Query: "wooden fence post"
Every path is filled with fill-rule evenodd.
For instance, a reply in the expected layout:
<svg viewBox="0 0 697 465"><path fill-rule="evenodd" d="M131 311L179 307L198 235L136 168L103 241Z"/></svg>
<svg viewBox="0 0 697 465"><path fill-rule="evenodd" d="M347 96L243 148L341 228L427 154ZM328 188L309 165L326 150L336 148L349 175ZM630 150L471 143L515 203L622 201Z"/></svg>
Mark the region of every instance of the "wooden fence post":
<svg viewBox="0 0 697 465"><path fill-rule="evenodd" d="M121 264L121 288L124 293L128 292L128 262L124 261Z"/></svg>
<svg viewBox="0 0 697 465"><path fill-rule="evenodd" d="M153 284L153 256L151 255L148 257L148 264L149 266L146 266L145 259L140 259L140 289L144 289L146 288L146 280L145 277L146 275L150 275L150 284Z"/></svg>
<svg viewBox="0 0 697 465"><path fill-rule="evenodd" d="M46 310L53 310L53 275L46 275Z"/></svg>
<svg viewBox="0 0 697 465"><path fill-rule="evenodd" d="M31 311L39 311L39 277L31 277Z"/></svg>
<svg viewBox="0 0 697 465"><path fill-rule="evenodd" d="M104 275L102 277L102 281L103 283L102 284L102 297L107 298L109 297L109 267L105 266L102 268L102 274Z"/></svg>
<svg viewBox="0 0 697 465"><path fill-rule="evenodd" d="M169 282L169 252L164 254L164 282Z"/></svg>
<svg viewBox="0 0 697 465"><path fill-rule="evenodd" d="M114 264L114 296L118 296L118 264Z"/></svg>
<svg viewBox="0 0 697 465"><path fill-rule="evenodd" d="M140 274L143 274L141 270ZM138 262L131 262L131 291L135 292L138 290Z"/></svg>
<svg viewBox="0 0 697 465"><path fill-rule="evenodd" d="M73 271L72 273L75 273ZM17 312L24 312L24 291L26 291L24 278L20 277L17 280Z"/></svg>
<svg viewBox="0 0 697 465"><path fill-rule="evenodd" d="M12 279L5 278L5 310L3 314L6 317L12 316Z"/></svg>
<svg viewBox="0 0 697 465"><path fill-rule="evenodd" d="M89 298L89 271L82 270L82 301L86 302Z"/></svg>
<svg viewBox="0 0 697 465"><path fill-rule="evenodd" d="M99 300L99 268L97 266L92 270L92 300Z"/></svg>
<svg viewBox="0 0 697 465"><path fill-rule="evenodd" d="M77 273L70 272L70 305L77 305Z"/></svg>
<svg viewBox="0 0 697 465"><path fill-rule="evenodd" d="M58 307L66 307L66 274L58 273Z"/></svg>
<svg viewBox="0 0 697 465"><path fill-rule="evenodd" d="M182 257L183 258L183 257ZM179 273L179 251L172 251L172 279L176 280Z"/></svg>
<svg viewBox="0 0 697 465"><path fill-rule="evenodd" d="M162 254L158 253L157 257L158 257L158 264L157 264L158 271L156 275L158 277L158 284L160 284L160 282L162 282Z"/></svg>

--

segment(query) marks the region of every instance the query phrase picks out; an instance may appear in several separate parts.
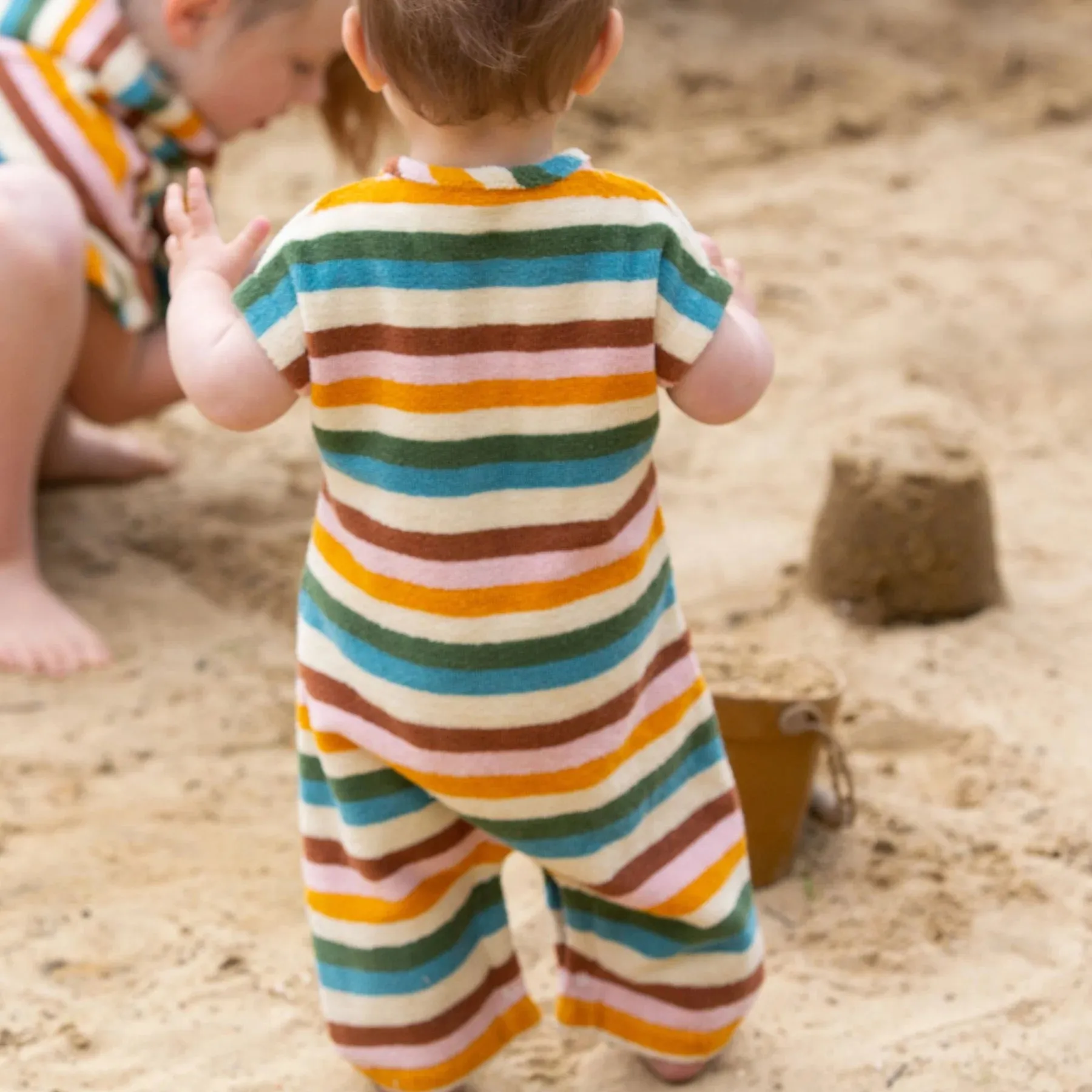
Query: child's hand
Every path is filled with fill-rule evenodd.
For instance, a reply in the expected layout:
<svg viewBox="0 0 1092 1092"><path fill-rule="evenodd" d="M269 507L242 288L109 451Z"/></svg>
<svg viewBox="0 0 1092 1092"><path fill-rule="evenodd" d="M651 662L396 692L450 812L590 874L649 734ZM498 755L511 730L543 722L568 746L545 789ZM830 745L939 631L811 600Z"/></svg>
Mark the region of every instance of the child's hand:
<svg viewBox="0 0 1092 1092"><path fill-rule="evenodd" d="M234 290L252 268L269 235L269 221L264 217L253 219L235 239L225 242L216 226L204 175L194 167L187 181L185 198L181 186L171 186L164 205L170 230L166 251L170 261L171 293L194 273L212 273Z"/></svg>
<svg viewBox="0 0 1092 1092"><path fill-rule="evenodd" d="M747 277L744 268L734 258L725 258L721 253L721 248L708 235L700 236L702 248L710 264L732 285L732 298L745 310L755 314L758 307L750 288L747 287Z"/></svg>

## TRAVAIL DEMANDÉ
Donnez sous forme de liste numérotée les lignes situées entre celle qui contient "segment(query) marks the" et celle qui contient "277L744 268L734 258L725", ces deux lignes comprises, en sautant les lignes vides. N'incluez pas les images dans votre réponse.

## RÉPONSE
1. segment(query) marks the region of every instance the query phrase picks out; an instance may appear in several separate parts.
2. Query: child's hand
3. Every path is filled with fill-rule evenodd.
4. For instance, a reply in the expected layout:
5. <svg viewBox="0 0 1092 1092"><path fill-rule="evenodd" d="M269 507L242 288L109 451Z"/></svg>
6. <svg viewBox="0 0 1092 1092"><path fill-rule="evenodd" d="M651 662L396 692L450 812L590 874L649 734ZM498 755L511 730L543 722L568 746L545 789ZM830 745L939 631L811 600Z"/></svg>
7. Mark the region of every instance of the child's hand:
8. <svg viewBox="0 0 1092 1092"><path fill-rule="evenodd" d="M234 290L252 268L269 235L269 221L264 217L253 219L235 239L225 242L216 226L204 175L194 167L187 181L185 198L181 186L171 186L164 205L170 230L166 251L170 261L171 293L194 273L212 273Z"/></svg>
9. <svg viewBox="0 0 1092 1092"><path fill-rule="evenodd" d="M747 277L744 268L734 258L725 258L721 253L721 248L708 235L700 236L702 248L710 264L732 285L732 298L745 310L755 314L758 307L750 288L747 287Z"/></svg>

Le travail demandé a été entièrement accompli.